What is asked -
• 1. Repeat the passage from the review of Shut Up Little Man!, from "Although a documentary, a" up to and including "to the tapes.".
• 2. List every person the review of Shut Up Little Man! mentions by name.

When offered money for his unwilling contribution towards the material, Pete reluctantly agrees, however the $100 hardly compares to the thousands Eddie and Mitch have made since their website began to sell CD’s, shirts, and even fake Ray death certificates. The film touches on this aspect and asks the question as to whether the recordings themselves were obtained ethically but focuses more on the story of Pete and Ray and where they are today.

Although a documentary, a majority of Shut Up Little Man!’s narrative aspect came about purely by chance, as Pete was found through an online database for sex offenders in San Francisco. The filmmakers along with Eddie and Mitch then pushed to interview him on camera, which he was clearly uncomfortable taking part in, but what ultimately ends the film with an interesting inside look on Pete and Ray’s very unique relationship.

The film uses a combination of interviews, stock photos and reenacted footage of the recorded arguments. Cut in-between these are cartoons drawn by indie comic book artists Daniel Clowes and Ivan Brunetti, which were inspired by the outrageous characters that they had conjured from listening to the tapes.

Shut Up Little Man! eventually asks more questions than it answers. This is not uncommon for a documentary however less time could have been spent on the story of the pair and more on the ethical questions the film raises. For the most part, though, the film is a good laugh and is interesting enough to carry the audience, but falls short on analyzing why it is we are actually laughing at the misery of two retired alcoholics.

Dataset excerpt -
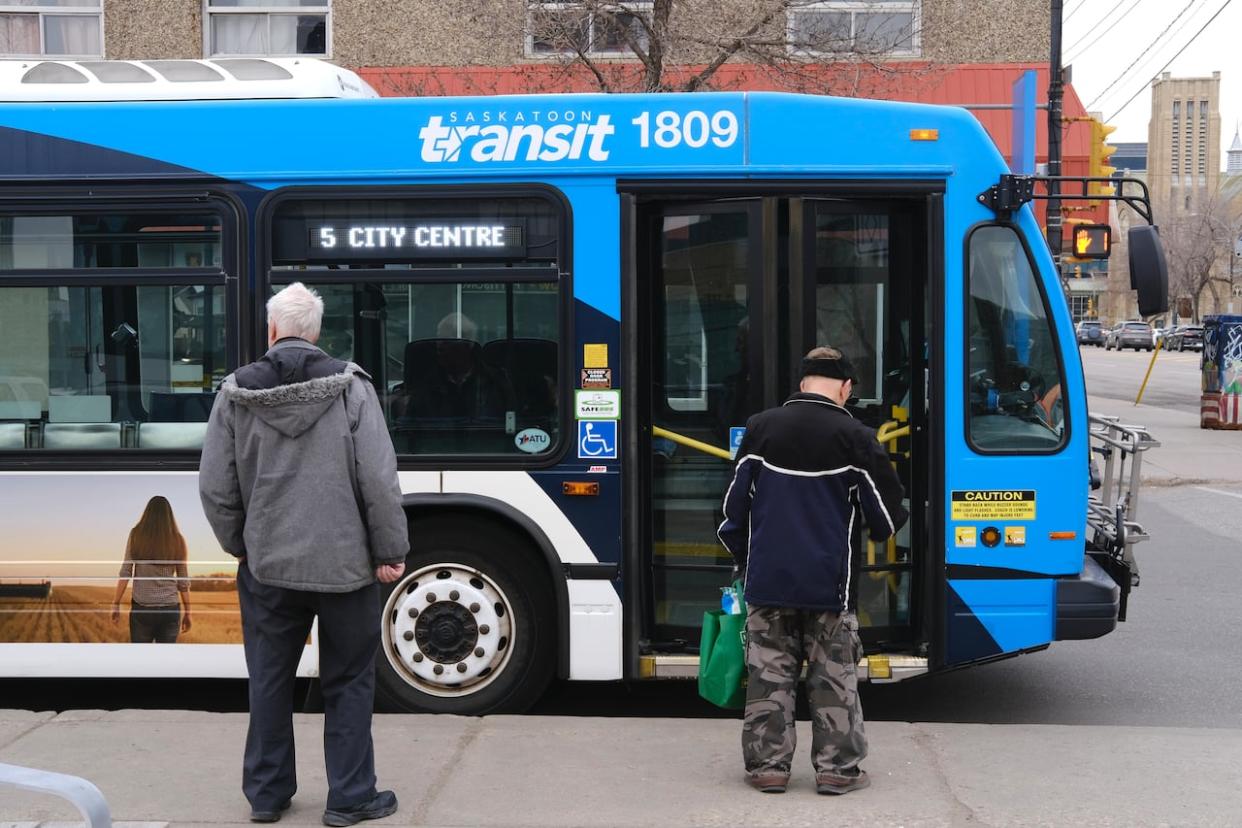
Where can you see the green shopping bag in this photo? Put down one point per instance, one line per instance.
(723, 657)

Task solutions -
• 1.
Although a documentary, a majority of Shut Up Little Man!’s narrative aspect came about purely by chance, as Pete was found through an online database for sex offenders in San Francisco. The filmmakers along with Eddie and Mitch then pushed to interview him on camera, which he was clearly uncomfortable taking part in, but what ultimately ends the film with an interesting inside look on Pete and Ray’s very unique relationship.

The film uses a combination of interviews, stock photos and reenacted footage of the recorded arguments. Cut in-between these are cartoons drawn by indie comic book artists Daniel Clowes and Ivan Brunetti, which were inspired by the outrageous characters that they had conjured from listening to the tapes.

• 2.
Pete
Eddie
Mitch
Ray
Daniel Clowes
Ivan Brunetti